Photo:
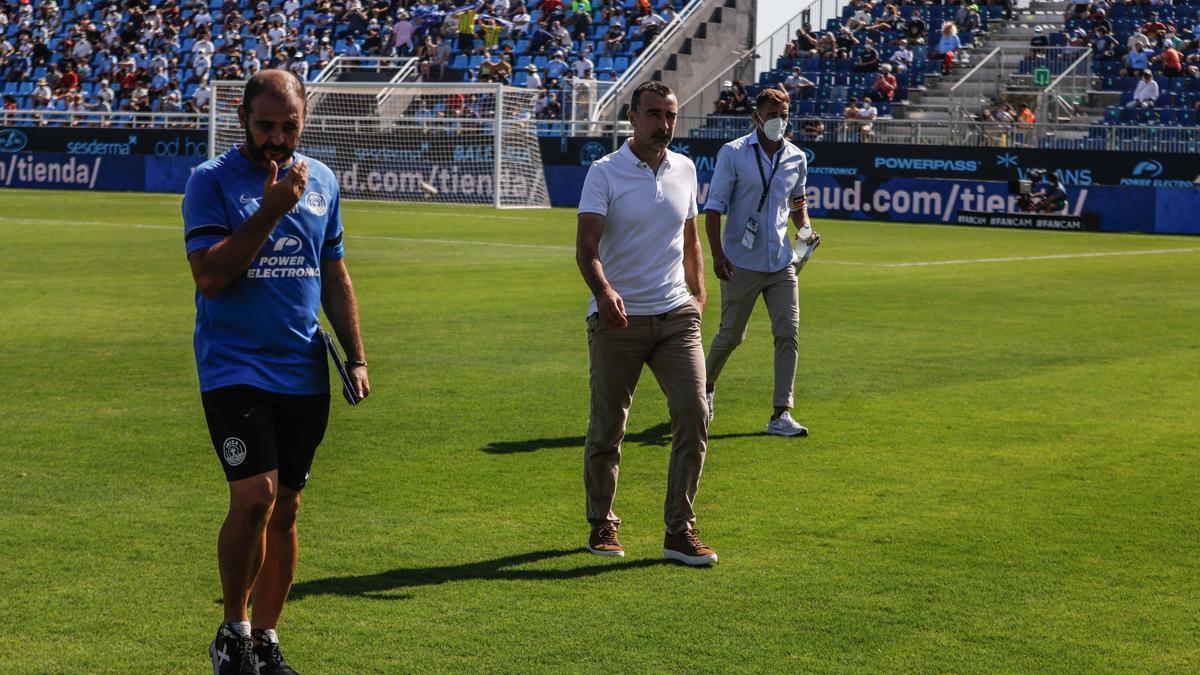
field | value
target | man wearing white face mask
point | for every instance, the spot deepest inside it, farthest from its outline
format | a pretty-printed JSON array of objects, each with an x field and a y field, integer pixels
[{"x": 759, "y": 183}]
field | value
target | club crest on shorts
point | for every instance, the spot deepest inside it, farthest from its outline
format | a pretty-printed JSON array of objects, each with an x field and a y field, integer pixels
[
  {"x": 316, "y": 203},
  {"x": 234, "y": 451}
]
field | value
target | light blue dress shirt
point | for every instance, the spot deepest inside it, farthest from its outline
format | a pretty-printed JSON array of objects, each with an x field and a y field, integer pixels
[{"x": 736, "y": 190}]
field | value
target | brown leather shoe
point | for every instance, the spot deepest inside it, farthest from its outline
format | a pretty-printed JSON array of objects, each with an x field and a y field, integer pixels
[
  {"x": 604, "y": 542},
  {"x": 687, "y": 548}
]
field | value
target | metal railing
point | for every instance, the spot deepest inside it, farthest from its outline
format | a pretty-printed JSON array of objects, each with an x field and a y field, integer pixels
[
  {"x": 970, "y": 133},
  {"x": 970, "y": 93},
  {"x": 1025, "y": 75},
  {"x": 119, "y": 119},
  {"x": 762, "y": 58},
  {"x": 1068, "y": 90}
]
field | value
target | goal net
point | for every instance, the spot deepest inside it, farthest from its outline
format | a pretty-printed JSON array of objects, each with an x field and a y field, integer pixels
[{"x": 449, "y": 143}]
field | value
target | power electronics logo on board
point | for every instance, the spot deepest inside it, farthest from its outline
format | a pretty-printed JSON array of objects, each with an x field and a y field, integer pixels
[
  {"x": 810, "y": 157},
  {"x": 591, "y": 151},
  {"x": 12, "y": 141},
  {"x": 1147, "y": 168},
  {"x": 287, "y": 245},
  {"x": 1146, "y": 174}
]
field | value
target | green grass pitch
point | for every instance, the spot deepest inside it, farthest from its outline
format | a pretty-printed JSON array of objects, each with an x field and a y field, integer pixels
[{"x": 1002, "y": 473}]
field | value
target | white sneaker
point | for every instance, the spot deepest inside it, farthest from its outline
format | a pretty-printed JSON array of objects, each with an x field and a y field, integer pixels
[{"x": 784, "y": 425}]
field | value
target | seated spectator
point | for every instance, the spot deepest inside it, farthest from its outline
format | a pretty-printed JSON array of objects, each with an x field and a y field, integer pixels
[
  {"x": 851, "y": 111},
  {"x": 551, "y": 11},
  {"x": 42, "y": 95},
  {"x": 1153, "y": 28},
  {"x": 547, "y": 107},
  {"x": 827, "y": 46},
  {"x": 582, "y": 66},
  {"x": 533, "y": 81},
  {"x": 1005, "y": 114},
  {"x": 557, "y": 66},
  {"x": 1171, "y": 60},
  {"x": 1145, "y": 93},
  {"x": 741, "y": 103},
  {"x": 651, "y": 25},
  {"x": 868, "y": 59},
  {"x": 846, "y": 41},
  {"x": 1077, "y": 9},
  {"x": 861, "y": 19},
  {"x": 885, "y": 87},
  {"x": 541, "y": 39},
  {"x": 967, "y": 17},
  {"x": 1103, "y": 45},
  {"x": 69, "y": 79},
  {"x": 613, "y": 40},
  {"x": 105, "y": 96},
  {"x": 724, "y": 103},
  {"x": 442, "y": 55},
  {"x": 915, "y": 28},
  {"x": 402, "y": 35},
  {"x": 521, "y": 19},
  {"x": 562, "y": 36},
  {"x": 796, "y": 83},
  {"x": 805, "y": 43},
  {"x": 813, "y": 130},
  {"x": 946, "y": 47},
  {"x": 901, "y": 59},
  {"x": 865, "y": 117},
  {"x": 1138, "y": 60},
  {"x": 503, "y": 70},
  {"x": 888, "y": 21}
]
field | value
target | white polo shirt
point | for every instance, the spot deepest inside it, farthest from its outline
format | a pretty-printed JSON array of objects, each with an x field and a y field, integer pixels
[
  {"x": 641, "y": 248},
  {"x": 737, "y": 190}
]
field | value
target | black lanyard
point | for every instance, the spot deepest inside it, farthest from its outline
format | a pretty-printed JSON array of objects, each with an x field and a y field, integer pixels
[{"x": 762, "y": 174}]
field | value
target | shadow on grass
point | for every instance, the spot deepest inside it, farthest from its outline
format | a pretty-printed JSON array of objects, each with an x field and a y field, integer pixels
[
  {"x": 502, "y": 568},
  {"x": 658, "y": 435}
]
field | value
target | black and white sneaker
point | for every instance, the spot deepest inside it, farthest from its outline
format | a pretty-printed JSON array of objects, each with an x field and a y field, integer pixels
[
  {"x": 232, "y": 652},
  {"x": 270, "y": 658}
]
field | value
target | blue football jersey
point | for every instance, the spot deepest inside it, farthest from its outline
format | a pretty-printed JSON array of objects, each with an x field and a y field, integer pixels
[{"x": 262, "y": 328}]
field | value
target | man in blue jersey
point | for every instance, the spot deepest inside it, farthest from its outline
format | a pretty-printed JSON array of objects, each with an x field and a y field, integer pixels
[{"x": 263, "y": 231}]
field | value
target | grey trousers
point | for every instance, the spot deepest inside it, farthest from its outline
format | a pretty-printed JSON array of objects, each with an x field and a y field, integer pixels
[
  {"x": 738, "y": 297},
  {"x": 672, "y": 346}
]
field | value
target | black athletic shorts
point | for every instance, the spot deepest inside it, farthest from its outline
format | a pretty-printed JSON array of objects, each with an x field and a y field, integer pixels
[{"x": 256, "y": 431}]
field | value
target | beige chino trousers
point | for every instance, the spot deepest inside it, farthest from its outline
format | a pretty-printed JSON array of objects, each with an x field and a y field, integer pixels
[
  {"x": 672, "y": 346},
  {"x": 738, "y": 297}
]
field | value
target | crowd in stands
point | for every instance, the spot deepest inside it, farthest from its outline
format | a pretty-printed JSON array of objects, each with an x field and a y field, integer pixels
[
  {"x": 1147, "y": 51},
  {"x": 867, "y": 61},
  {"x": 160, "y": 55}
]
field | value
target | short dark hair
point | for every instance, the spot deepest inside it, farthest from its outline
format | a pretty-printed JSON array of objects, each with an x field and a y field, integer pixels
[
  {"x": 265, "y": 82},
  {"x": 653, "y": 87},
  {"x": 771, "y": 95}
]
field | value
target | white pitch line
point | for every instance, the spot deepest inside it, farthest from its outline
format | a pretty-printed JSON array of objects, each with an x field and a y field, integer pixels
[
  {"x": 461, "y": 243},
  {"x": 1055, "y": 257},
  {"x": 571, "y": 249}
]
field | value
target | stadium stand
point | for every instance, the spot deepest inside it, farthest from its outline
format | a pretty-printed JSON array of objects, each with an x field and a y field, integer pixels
[
  {"x": 139, "y": 57},
  {"x": 845, "y": 63}
]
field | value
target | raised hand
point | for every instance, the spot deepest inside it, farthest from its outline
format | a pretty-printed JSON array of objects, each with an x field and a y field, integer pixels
[{"x": 281, "y": 195}]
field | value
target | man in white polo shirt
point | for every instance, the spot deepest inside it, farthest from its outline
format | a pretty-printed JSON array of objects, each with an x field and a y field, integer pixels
[
  {"x": 759, "y": 183},
  {"x": 639, "y": 251}
]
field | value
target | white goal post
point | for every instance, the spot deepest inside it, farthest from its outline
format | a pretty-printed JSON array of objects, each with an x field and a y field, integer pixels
[{"x": 394, "y": 142}]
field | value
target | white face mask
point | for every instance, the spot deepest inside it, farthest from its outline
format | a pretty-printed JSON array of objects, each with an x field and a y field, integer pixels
[{"x": 774, "y": 129}]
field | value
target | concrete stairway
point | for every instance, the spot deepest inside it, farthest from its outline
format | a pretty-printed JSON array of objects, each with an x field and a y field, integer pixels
[
  {"x": 719, "y": 33},
  {"x": 997, "y": 78}
]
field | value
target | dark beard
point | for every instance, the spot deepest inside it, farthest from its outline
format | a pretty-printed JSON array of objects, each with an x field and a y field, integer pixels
[{"x": 258, "y": 153}]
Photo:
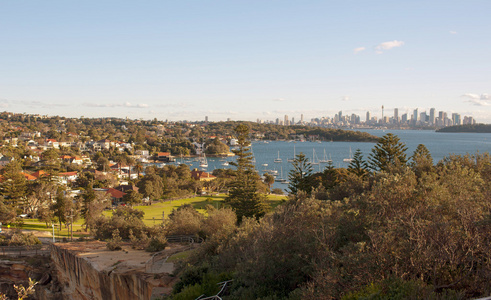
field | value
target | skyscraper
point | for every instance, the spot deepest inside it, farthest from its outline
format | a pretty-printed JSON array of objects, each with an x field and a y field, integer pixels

------------

This task needs one value: the number of lines in the material above that contain the word "shorts".

2